◆ Work to complete
From the line with "emblem and return the coordinates." through the final line, please write out the listing exactly, including both of those lines.

(Pointing records)
------------------------------

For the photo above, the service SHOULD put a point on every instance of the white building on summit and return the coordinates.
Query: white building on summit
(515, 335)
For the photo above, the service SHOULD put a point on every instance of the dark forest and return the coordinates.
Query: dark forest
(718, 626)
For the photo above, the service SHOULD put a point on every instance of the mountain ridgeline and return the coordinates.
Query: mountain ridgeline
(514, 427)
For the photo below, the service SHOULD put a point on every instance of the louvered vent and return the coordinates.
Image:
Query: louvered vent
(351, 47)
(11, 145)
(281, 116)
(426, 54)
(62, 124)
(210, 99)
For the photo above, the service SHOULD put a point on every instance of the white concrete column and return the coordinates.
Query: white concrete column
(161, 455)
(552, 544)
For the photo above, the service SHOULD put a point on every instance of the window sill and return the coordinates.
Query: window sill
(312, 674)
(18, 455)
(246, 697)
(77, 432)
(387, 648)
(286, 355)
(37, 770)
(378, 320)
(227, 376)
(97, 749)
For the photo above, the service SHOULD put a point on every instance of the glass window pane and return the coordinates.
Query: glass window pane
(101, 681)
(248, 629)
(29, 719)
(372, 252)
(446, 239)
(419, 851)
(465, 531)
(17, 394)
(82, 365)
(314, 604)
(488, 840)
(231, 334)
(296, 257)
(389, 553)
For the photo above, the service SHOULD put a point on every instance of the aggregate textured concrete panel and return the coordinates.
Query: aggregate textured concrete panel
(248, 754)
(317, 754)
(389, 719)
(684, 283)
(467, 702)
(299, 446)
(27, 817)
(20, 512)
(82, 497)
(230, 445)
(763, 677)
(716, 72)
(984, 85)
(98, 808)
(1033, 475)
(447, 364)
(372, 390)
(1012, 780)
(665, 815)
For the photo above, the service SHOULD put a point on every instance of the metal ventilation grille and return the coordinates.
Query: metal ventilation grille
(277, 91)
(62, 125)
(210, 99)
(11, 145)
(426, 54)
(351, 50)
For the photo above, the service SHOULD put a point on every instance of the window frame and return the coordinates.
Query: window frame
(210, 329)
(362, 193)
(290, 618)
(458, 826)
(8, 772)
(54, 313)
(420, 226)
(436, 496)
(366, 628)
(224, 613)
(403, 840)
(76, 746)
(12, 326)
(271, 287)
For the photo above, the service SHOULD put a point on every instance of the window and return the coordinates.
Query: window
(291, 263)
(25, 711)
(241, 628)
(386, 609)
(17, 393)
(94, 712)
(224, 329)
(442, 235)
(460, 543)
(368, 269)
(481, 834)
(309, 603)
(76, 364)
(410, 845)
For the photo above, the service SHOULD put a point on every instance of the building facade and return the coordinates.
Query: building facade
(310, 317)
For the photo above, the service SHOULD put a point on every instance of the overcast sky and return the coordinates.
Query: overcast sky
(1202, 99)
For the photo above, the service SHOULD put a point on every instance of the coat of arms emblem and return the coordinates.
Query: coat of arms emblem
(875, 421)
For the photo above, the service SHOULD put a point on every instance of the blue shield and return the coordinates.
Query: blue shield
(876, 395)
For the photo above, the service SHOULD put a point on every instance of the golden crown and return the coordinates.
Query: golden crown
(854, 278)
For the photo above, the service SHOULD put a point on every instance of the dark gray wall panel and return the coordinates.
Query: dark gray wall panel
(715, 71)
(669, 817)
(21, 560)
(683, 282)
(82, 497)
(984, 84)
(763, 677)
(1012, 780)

------------------------------

◆ Output
For the photo above, the service SHOULD put a point on every instance of the coat of arms emblem and return the coordinates.
Query: coat of arms emblem
(875, 421)
For the photo above, the service SHOULD put a point on every instance of the blue shield and return the coordinates.
Query: blue shield
(876, 395)
For the photo above, the service SHOULD put a point on every instance of the golden crown and return the coordinates.
Query: golden crown
(854, 278)
For the photo above, the service SHOULD put a point on every instance of the dark gray wall panel and return the coordinates.
Query: dark gray wall panel
(715, 71)
(669, 817)
(21, 560)
(683, 282)
(82, 497)
(984, 84)
(763, 677)
(1012, 780)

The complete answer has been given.